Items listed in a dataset
-=-=-

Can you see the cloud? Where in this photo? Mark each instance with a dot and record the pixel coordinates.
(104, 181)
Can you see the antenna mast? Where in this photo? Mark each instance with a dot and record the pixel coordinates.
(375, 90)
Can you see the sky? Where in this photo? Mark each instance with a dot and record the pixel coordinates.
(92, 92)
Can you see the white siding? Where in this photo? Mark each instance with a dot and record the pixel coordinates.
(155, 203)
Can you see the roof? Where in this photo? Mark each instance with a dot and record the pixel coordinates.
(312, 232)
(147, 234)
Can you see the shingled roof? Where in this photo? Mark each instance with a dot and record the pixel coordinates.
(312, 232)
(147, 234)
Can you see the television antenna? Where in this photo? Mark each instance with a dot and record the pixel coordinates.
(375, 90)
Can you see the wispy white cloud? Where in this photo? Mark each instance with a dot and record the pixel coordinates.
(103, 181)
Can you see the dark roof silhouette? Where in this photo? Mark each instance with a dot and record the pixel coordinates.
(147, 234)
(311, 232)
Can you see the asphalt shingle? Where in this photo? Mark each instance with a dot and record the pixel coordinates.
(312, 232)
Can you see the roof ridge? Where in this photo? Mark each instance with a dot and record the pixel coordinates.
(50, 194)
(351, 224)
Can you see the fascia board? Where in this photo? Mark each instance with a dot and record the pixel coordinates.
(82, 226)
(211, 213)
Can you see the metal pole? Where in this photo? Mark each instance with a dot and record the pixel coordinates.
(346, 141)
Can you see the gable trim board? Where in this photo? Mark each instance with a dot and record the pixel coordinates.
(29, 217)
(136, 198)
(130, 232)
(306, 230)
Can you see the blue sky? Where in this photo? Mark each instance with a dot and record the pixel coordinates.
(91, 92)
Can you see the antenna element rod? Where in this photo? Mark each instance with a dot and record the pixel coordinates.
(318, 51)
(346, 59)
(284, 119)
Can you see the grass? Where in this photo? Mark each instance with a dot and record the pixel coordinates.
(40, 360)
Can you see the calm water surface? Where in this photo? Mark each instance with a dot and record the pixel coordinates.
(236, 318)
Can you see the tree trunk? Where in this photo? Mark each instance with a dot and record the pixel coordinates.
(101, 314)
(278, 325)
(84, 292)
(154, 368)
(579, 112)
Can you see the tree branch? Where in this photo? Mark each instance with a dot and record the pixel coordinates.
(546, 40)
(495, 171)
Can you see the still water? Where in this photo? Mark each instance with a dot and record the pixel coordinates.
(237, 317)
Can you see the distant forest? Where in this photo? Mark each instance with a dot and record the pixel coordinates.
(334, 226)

-=-=-

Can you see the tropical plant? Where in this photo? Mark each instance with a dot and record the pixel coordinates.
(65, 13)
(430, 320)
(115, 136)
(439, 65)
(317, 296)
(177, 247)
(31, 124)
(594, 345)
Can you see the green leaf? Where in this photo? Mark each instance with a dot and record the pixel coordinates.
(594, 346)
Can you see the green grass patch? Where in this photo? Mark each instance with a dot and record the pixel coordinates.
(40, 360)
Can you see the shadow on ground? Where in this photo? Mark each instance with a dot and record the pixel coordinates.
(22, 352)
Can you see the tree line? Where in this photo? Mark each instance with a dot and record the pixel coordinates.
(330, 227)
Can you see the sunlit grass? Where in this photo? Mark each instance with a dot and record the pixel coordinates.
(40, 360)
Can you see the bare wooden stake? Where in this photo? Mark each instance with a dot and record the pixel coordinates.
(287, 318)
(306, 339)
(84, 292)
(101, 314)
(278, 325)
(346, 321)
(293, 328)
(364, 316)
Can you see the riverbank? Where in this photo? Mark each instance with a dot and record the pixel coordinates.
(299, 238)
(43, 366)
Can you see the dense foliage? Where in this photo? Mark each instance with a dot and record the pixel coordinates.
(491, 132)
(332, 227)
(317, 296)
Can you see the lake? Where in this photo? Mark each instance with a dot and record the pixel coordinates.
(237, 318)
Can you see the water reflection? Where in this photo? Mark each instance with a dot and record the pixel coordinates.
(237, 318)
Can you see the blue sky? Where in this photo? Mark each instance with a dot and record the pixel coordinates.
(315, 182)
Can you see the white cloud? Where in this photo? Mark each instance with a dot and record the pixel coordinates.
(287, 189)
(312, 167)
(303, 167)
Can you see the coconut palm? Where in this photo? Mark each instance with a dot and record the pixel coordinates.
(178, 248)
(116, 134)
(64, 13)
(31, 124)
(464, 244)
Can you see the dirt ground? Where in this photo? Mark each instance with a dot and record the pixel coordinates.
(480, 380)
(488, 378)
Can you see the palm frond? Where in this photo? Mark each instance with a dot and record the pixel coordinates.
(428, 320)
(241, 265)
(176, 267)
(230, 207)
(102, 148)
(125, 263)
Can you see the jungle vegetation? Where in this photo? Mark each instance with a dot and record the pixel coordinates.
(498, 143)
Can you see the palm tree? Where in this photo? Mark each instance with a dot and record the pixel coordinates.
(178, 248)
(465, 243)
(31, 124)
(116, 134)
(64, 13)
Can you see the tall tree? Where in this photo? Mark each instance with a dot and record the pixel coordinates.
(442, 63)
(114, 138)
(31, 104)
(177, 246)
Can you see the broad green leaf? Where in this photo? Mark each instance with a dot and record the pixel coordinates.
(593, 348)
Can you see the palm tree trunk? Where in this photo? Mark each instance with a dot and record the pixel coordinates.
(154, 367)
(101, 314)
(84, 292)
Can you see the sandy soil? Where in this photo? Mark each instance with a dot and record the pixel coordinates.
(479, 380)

-=-=-

- _WHAT YOU SHOULD DO_: Count the lines of the records above that contain the string "leaf", treating uppercase and lowercase as different. Reply with the number alone.

- _ANSWER IN FULL_: 2